* [TASK ITEM]
Across the whole listing, return each line exactly, with no images included.

* [DATA TO USE]
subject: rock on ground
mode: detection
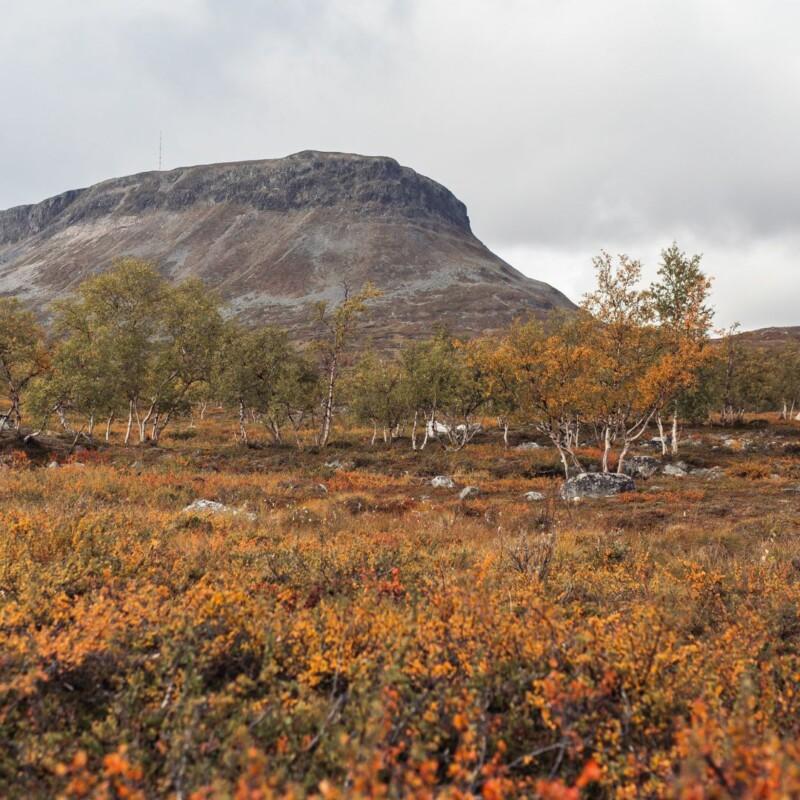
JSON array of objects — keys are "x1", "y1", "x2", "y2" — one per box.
[
  {"x1": 622, "y1": 455, "x2": 661, "y2": 479},
  {"x1": 693, "y1": 466, "x2": 724, "y2": 480},
  {"x1": 182, "y1": 499, "x2": 256, "y2": 520},
  {"x1": 431, "y1": 475, "x2": 456, "y2": 489},
  {"x1": 662, "y1": 464, "x2": 688, "y2": 477},
  {"x1": 324, "y1": 460, "x2": 354, "y2": 471},
  {"x1": 459, "y1": 486, "x2": 480, "y2": 500},
  {"x1": 523, "y1": 491, "x2": 546, "y2": 502},
  {"x1": 183, "y1": 499, "x2": 230, "y2": 514},
  {"x1": 561, "y1": 473, "x2": 635, "y2": 500}
]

* [TASK ANSWER]
subject: rock on ground
mode: detection
JSON array of objects — keys are "x1", "y1", "x2", "y2" — one per box.
[
  {"x1": 622, "y1": 455, "x2": 661, "y2": 479},
  {"x1": 693, "y1": 466, "x2": 724, "y2": 480},
  {"x1": 182, "y1": 499, "x2": 256, "y2": 520},
  {"x1": 431, "y1": 475, "x2": 456, "y2": 489},
  {"x1": 662, "y1": 464, "x2": 688, "y2": 477},
  {"x1": 324, "y1": 460, "x2": 354, "y2": 471},
  {"x1": 459, "y1": 486, "x2": 480, "y2": 500},
  {"x1": 523, "y1": 491, "x2": 546, "y2": 502},
  {"x1": 183, "y1": 499, "x2": 230, "y2": 514},
  {"x1": 561, "y1": 473, "x2": 635, "y2": 500}
]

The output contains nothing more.